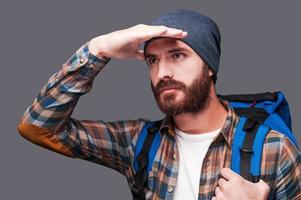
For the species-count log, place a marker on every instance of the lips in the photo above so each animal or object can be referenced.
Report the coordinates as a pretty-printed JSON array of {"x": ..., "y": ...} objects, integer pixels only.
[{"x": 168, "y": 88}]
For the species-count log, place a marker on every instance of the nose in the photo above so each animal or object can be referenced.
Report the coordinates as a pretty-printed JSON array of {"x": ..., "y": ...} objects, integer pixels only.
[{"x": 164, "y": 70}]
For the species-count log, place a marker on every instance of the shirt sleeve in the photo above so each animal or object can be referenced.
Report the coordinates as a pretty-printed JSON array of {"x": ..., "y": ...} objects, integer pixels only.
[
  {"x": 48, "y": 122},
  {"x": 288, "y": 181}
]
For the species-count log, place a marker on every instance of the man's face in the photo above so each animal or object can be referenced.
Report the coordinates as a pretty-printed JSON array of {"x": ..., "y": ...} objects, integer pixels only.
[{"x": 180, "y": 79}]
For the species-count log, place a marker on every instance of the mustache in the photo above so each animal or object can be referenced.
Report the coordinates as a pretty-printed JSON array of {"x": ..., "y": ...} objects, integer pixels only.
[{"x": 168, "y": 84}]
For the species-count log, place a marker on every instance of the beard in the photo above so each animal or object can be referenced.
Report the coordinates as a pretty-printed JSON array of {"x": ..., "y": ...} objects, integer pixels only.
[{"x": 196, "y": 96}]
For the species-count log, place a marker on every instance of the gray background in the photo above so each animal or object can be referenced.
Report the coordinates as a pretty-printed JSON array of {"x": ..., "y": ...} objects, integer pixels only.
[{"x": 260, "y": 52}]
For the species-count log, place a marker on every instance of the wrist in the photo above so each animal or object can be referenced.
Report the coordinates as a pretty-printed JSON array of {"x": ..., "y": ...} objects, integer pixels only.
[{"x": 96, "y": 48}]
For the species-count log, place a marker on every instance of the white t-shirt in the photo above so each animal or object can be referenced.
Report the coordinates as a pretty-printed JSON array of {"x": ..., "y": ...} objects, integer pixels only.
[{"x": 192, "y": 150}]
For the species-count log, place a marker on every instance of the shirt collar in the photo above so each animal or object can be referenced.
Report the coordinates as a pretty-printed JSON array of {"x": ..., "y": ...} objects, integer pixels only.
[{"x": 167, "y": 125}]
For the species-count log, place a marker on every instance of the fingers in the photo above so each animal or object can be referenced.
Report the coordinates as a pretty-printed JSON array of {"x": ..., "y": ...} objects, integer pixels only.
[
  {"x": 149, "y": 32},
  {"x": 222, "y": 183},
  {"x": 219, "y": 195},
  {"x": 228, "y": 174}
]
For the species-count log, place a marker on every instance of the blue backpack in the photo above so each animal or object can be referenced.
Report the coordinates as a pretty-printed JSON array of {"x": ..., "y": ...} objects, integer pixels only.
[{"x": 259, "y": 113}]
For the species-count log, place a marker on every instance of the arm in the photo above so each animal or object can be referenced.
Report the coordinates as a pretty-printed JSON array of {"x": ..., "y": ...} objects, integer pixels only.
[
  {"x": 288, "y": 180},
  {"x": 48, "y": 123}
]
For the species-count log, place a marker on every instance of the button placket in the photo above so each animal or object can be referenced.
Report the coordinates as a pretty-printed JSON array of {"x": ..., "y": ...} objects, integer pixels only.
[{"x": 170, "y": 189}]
--
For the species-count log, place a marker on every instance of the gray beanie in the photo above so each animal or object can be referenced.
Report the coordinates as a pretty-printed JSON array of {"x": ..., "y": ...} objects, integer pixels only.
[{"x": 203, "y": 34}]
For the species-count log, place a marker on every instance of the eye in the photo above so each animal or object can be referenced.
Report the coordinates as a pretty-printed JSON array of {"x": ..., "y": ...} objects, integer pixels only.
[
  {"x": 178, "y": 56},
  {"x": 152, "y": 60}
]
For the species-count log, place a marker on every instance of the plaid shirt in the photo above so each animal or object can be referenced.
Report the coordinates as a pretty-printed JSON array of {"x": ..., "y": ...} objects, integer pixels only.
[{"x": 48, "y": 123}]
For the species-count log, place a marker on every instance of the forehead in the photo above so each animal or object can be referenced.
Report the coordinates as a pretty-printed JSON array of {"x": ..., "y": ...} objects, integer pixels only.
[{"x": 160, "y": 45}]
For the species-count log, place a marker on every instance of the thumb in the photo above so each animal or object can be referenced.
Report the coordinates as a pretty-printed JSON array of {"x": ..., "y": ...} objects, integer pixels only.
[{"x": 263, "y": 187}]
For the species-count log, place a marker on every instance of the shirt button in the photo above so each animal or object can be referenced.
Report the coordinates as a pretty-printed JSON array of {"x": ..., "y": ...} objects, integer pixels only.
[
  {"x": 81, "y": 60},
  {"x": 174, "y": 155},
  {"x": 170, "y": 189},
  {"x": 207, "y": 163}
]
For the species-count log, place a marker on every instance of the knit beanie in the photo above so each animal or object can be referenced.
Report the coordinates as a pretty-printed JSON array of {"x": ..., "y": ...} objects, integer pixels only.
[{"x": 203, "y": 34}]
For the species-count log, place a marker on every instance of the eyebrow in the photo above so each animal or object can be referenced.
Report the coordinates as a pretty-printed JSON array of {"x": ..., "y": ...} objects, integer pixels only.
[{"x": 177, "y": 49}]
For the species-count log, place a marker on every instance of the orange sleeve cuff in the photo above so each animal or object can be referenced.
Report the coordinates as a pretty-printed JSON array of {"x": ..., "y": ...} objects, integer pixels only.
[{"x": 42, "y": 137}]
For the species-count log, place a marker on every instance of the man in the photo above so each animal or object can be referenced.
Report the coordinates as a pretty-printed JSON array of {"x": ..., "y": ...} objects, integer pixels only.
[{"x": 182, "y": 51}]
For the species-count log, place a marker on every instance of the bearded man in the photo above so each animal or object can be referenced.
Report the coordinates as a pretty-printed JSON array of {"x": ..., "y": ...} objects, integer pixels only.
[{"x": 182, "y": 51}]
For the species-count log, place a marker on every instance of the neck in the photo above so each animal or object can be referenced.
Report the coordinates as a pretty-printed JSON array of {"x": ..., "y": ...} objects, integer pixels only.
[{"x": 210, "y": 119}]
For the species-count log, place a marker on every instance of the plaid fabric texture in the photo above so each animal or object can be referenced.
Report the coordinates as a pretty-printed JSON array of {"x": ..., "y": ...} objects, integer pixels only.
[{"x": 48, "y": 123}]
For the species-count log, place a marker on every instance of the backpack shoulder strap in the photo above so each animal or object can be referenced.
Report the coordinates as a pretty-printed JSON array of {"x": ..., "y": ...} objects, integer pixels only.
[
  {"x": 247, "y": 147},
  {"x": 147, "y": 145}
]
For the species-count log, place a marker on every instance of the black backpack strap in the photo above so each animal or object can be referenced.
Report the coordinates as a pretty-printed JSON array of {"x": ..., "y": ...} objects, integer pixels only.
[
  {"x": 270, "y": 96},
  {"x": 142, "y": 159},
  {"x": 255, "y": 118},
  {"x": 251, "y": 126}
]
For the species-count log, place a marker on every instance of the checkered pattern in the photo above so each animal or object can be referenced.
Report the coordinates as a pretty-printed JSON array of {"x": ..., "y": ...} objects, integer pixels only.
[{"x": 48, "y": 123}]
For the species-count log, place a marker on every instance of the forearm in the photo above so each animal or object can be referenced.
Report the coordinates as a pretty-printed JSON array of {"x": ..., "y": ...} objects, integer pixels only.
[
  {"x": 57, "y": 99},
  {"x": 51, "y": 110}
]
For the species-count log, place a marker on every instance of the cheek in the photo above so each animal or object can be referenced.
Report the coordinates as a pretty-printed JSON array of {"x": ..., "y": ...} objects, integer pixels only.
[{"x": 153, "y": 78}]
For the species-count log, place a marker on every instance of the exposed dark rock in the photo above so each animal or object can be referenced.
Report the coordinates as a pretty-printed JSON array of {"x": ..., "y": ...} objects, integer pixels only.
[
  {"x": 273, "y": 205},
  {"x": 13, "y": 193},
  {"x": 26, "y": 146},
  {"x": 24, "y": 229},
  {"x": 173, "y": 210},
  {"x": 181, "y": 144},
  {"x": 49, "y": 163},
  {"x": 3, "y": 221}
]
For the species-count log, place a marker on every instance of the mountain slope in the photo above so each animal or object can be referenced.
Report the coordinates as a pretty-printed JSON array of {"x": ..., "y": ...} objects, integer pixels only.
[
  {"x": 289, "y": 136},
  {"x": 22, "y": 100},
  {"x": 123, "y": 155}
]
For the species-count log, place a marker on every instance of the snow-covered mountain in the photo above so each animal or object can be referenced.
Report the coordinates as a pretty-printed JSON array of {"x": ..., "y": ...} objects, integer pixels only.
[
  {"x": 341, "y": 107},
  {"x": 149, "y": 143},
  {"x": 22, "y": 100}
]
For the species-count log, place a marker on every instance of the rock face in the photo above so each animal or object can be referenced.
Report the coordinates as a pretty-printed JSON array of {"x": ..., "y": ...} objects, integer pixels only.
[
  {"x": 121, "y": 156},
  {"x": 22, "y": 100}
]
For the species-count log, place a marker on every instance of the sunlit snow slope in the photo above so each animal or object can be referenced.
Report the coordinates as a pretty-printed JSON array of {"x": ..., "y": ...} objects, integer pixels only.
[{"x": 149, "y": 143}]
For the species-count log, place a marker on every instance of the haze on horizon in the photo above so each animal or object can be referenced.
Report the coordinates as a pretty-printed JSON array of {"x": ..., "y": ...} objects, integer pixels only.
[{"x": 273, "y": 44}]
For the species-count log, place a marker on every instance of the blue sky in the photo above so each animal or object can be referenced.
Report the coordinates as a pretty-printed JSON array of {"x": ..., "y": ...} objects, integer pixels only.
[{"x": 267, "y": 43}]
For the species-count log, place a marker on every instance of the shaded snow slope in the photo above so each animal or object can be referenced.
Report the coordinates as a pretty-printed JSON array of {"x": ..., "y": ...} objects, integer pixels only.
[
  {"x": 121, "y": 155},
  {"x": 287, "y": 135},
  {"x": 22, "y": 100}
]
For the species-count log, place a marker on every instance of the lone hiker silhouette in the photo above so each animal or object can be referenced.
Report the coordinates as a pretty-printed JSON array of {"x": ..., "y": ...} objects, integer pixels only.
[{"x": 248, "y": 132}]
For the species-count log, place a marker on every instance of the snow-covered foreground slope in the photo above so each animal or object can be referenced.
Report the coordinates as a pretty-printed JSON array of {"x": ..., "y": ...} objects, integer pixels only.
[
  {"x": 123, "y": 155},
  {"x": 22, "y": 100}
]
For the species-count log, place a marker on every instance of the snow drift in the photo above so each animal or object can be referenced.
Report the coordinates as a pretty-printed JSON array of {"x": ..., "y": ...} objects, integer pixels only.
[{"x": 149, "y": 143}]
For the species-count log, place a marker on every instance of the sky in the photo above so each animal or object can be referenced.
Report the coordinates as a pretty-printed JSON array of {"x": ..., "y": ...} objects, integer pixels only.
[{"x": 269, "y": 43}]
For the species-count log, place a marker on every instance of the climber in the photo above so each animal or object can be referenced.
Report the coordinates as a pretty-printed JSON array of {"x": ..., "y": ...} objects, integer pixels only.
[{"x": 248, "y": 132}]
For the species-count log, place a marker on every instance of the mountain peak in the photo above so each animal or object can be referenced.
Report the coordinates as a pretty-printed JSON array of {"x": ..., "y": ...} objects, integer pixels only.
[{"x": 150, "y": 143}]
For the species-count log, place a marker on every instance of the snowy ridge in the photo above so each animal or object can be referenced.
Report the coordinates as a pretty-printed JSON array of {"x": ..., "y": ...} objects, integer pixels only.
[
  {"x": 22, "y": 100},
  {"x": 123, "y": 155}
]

→ Exercise description
Show every line in the records above that contains the word "gray", copying each line in full.

→ Answer for the task
For the species-count log, place a marker on every instance of the gray background in the photo above so each animal or object can be referenced.
For the species-count log, place a marker on every instance of the gray beanie in the photo above so each animal or object can be referenced.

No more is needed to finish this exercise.